- _Provided data_
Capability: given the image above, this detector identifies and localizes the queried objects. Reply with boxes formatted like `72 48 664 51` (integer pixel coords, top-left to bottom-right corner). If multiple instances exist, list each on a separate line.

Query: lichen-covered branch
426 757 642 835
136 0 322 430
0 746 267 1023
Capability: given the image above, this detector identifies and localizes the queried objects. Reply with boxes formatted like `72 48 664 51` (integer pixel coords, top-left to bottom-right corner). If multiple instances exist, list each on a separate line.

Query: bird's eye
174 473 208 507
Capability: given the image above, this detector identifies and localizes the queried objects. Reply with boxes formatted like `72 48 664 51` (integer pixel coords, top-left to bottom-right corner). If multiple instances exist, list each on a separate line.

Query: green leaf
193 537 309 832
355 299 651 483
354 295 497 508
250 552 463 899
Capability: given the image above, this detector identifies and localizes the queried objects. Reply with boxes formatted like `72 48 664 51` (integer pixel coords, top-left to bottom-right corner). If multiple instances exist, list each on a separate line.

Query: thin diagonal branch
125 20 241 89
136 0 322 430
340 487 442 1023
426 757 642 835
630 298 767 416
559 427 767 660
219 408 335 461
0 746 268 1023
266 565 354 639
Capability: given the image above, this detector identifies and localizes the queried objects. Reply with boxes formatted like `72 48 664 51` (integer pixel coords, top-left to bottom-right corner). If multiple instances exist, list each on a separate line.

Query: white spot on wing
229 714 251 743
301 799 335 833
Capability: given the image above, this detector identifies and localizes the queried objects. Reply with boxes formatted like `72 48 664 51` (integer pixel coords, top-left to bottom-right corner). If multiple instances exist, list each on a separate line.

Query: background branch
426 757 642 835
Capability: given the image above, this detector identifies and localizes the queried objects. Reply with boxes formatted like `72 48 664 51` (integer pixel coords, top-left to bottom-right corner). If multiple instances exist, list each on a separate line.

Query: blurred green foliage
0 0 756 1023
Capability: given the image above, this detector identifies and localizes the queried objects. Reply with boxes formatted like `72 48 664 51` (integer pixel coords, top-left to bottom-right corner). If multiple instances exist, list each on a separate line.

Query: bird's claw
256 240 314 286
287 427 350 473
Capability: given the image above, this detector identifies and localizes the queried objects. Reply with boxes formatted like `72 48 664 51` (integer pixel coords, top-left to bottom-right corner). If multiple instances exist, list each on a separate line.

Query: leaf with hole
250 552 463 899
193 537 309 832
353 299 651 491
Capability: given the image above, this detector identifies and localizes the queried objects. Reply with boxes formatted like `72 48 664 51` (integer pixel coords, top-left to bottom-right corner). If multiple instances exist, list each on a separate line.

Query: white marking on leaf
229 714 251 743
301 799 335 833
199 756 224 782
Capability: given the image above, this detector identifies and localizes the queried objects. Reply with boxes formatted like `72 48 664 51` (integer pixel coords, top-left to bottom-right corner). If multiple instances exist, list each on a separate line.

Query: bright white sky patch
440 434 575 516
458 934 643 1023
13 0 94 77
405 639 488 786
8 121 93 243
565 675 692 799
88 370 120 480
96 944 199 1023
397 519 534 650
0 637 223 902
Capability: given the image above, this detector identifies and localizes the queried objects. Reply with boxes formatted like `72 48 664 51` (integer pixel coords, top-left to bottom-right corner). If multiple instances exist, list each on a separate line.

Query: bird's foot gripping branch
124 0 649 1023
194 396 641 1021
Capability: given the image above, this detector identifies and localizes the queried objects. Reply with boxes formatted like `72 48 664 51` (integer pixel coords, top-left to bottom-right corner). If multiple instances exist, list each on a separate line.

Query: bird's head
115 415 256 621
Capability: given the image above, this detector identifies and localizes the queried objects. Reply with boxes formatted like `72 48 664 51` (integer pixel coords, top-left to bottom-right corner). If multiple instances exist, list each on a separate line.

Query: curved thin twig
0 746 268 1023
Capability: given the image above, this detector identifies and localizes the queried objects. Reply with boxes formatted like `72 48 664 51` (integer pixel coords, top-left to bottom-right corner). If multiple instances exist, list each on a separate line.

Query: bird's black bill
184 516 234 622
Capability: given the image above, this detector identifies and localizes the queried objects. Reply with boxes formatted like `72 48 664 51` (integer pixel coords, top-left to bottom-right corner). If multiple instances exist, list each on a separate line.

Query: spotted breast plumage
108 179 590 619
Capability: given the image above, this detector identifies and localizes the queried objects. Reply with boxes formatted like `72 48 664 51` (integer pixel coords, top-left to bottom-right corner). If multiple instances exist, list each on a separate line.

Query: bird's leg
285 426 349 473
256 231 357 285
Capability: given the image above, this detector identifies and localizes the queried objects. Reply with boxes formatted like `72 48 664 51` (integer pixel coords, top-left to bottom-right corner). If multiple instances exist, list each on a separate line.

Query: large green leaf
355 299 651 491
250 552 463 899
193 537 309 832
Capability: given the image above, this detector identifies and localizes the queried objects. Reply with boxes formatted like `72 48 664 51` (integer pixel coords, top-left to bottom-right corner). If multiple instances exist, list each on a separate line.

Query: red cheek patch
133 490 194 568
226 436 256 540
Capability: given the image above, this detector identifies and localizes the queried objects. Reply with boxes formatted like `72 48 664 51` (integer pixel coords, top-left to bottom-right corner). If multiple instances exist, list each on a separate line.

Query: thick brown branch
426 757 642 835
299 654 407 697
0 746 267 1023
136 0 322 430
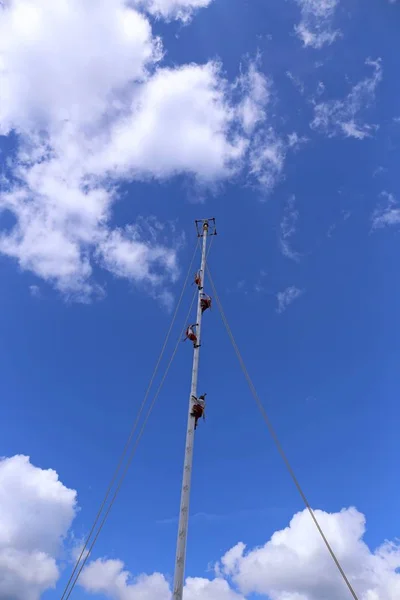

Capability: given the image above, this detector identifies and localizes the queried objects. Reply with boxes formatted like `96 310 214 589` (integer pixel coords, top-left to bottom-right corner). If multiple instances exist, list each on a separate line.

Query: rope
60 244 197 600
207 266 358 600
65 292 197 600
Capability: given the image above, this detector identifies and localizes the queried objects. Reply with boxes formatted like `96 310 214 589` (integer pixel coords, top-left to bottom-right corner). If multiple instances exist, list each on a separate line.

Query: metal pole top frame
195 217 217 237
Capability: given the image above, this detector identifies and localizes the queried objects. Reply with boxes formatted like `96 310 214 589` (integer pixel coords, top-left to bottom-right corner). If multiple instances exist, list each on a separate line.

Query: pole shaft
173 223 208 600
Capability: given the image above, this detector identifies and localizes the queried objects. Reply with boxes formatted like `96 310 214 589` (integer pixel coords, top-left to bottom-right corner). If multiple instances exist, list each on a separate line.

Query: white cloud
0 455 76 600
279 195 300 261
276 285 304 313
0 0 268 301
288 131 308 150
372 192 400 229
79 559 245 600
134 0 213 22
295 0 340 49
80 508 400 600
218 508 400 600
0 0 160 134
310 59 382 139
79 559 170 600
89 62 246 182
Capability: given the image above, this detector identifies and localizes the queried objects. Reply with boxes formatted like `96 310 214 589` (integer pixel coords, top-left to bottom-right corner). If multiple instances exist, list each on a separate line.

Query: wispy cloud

- _Task brief_
Arrange all of the lines above as a numbered list, leaving out the blank lines and leaving the pictures out of your answer.

- _The response_
1. Capability: given the image above, this detector identifies and localizes the queried objects. Reply with boxes formatted like `72 48 664 51` (integer pixel coords, top-left to bottom-right corner). If multiple instances exist, list each on a separate line.
2. Query: lichen-covered branch
3. 426 757 642 835
4. 136 0 322 430
5. 0 746 267 1023
6. Capability: given the image above, this detector identifies and localizes the queried objects. Reply with boxes formatted like `72 48 664 51` (integer pixel coords, top-left to bottom-right corner). If multiple instances exist, list each on a separate line.
7. Query: bird's eye
8. 174 473 208 507
9. Capability: given the image above, this detector identifies and localizes the queried objects. Reply with boxes formatted like `72 48 664 51` (integer pixel coords, top-left to bottom-right corner). If multiple instances exist, list each on a separate line.
10. Query: green leaf
11. 193 537 309 832
12. 355 299 651 483
13. 354 295 497 508
14. 250 552 463 899
15. Capability: given the image above, this detector identifies and localizes the queried objects. Reply with boxes formatted like `72 48 664 51` (integer pixel coords, top-left to bottom-right corner). If multiple instances exist, list each on a separate line.
16. Query: thin diagonal branch
17. 125 20 241 89
18. 136 0 322 430
19. 340 487 442 1023
20. 426 757 642 835
21. 630 298 767 416
22. 559 427 767 660
23. 219 408 335 461
24. 0 746 268 1023
25. 266 565 354 639
26. Capability: given the image above, this detector identifies and localizes the queried objects. Reply with boxes formatted like `72 48 664 51` (integer pixel coords, top-left to bottom-right corner). If multiple instances exist, list each on a separate line.
27. Query: white spot on wing
28. 229 714 251 743
29. 301 799 335 833
30. Capability: given the image above, this detector identifies and localizes the queried objects. Reply with boxes formatted like `72 48 664 51` (integer pixel coords, top-left to bottom-right corner). If multiple instances exist, list each on a separate line.
31. Query: background branch
32. 426 757 642 835
33. Capability: given the image above, this detector identifies and localizes the queried objects. Reply with boxes formatted like `72 48 664 51` (integer pixel coords, top-left to bottom-right corner). If multiple instances exist, list each on a separate line.
34. Query: blurred green foliage
35. 0 0 756 1023
36. Capability: given the image above, this detector identifies and localizes the queried objects. Reply with boxes formatted like `72 48 664 51` (integer pixel coords, top-left to bottom-right corner). If multiple instances exist, list each on a separate line.
37. Query: bird's claw
38. 256 240 314 286
39. 287 427 350 473
40. Capability: given the image above, this detector identifies and localizes the queried objects. Reply with boxes formatted like `72 48 664 51` (integer pixel coords, top-left to bottom-right corner). If multiple instances exist, list each on a separate line.
41. Query: leaf with hole
42. 250 552 463 899
43. 193 537 309 832
44. 353 299 651 491
45. Capability: given the image above, this detector identifies and localizes the queried objects. Reply with boxes formatted like `72 48 664 51` (integer pixel coords, top-left to bottom-right corner). If multiple instances exist, list each on a separate line.
46. Query: white marking on leaf
47. 229 714 251 743
48. 301 799 335 833
49. 199 756 224 782
50. Capability: given the image above, this detector identifies and localizes the queried objects. Reply with boxes formatted like `72 48 664 51` (integer pixel coords, top-left to bottom-right corner). If multiple instances exist, list each on a separate line.
51. Query: bright white sky patch
52. 440 434 575 516
53. 458 934 643 1023
54. 13 0 94 77
55. 405 639 488 786
56. 8 121 93 243
57. 565 675 692 799
58. 88 370 120 480
59. 96 944 199 1023
60. 397 519 534 650
61. 0 637 223 902
62. Capability: given the image above, this detector identifies and localizes the queried objects. Reply with boxes formatted like `72 48 664 51` (integer pixel coords, top-left to bottom-right corner). If multiple instances exist, list each on a separate line.
63. Query: bird's foot gripping branch
64. 124 0 649 1023
65. 194 396 641 1021
66. Capability: given the image above, this detector identifies and localizes the queried objects. Reply with boxes formatted like `72 48 664 51` (integer pixel coords, top-left to bottom-right corner). If multiple instances exist, list each on a separate line.
67. Query: bird's head
68. 115 415 256 621
69. Capability: given the image above, this detector identifies and localizes the queried objects. Reply with boxes formatted like `72 48 664 51` (integer pixel coords, top-left to bottom-right corner). If multiple instances exist, list each on a separate line.
70. Query: curved thin twig
71. 0 746 268 1023
72. Capability: given the image above, this detector identifies and localizes the queried objects. Reply with boxes formatted like `72 48 664 51` (integer pixel coords, top-left to bottom-right corner). If multiple instances exist, list each on a separate line.
73. Query: bird's black bill
74. 184 516 234 622
75. Capability: given the image above, this detector identifies and localizes the queried objects. Reply with boxes formatted like `72 48 664 51` (integer pixel coords, top-left to bottom-right corner). If multiple instances exist, list each on a separate line.
76. Query: spotted breast plumage
77. 108 179 590 619
78. Capability: given the image above, this detector identifies and localizes the queried objects. Reply with boxes formatted like `72 48 664 51` (integer pixel coords, top-left to bottom-right corner). If multiple instances exist, list each on a separate line.
79. Query: bird's leg
80. 285 426 349 473
81. 256 231 357 285
82. Capability: given the image above, this detector identifies and localizes the queried objects. Reply with boxes formatted like `72 48 664 51` (integer pixel coords, top-left to bottom-right corner). If multiple instances exist, list each on a separate line.
83. Query: large green leaf
84. 355 299 651 491
85. 250 552 463 899
86. 193 537 309 832
87. Capability: given the image above, this detector identifies and localizes the queried objects. Reply with boxes formatted like `72 48 664 51` (integer pixel coords, top-left to bottom-right corner). If multiple instances exist, list each on a separate line.
88. Query: red cheek patch
89. 133 490 194 568
90. 226 436 256 540
91. Capability: given the image above, this detector identifies and localizes the queried objects. Reply with boxes formatted like `72 48 664 51` (integer pixel coords, top-left to bottom-right corner). If multiple instances exist, list each on a separate line.
92. Query: thick brown branch
93. 426 757 642 835
94. 299 654 407 697
95. 0 746 267 1023
96. 136 0 322 430
97. Capability: given the image above, this detector identifies and localizes the queried objects. Reply with boxes formatted like `96 310 214 589` (integer pixel coords, top-left to bottom-right corner). If multiple instances exist, list each on a separate line.
98. Query: rope
99. 60 244 197 600
100. 207 266 358 600
101. 65 292 197 600
102. Capability: given the image above, this detector identifies and localizes the queried objects. Reply with boxes formatted like `96 310 214 589` (integer pixel coords, top-left to bottom-right corner). If multiple instances exist, list each on a separate line.
103. Query: metal pole top frame
104. 195 217 217 237
105. Capability: given the image above, this detector identifies and localizes the queried objects. Reply with boxes formatted like `96 310 214 589` (integer pixel coords, top-left to bottom-right corner). If multiple instances exist, list each on a separate line.
106. Query: pole shaft
107. 173 223 208 600
108. Capability: given the image above, this detector identifies and localizes the queried objects. Reply with boxes formatted like `96 310 214 589` (integer pixel coords, top-left to bottom-right corner). If multiple instances exist, list each on a separate line.
109. Query: white cloud
110. 0 455 76 600
111. 279 195 300 261
112. 276 285 304 313
113. 0 0 268 301
114. 288 131 308 150
115. 372 192 400 229
116. 79 559 245 600
117. 134 0 213 22
118. 295 0 340 49
119. 80 508 400 600
120. 218 508 400 600
121. 0 0 160 134
122. 310 59 382 139
123. 79 559 170 600
124. 89 62 246 182
125. Capability: given the image above, this detector identifies and localizes the queried objects. Reply with boxes formatted like `96 310 214 589` (integer pixel coords, top-left to bottom-right corner). If multiple instances exist, list each on a separate line.
126. Query: wispy cloud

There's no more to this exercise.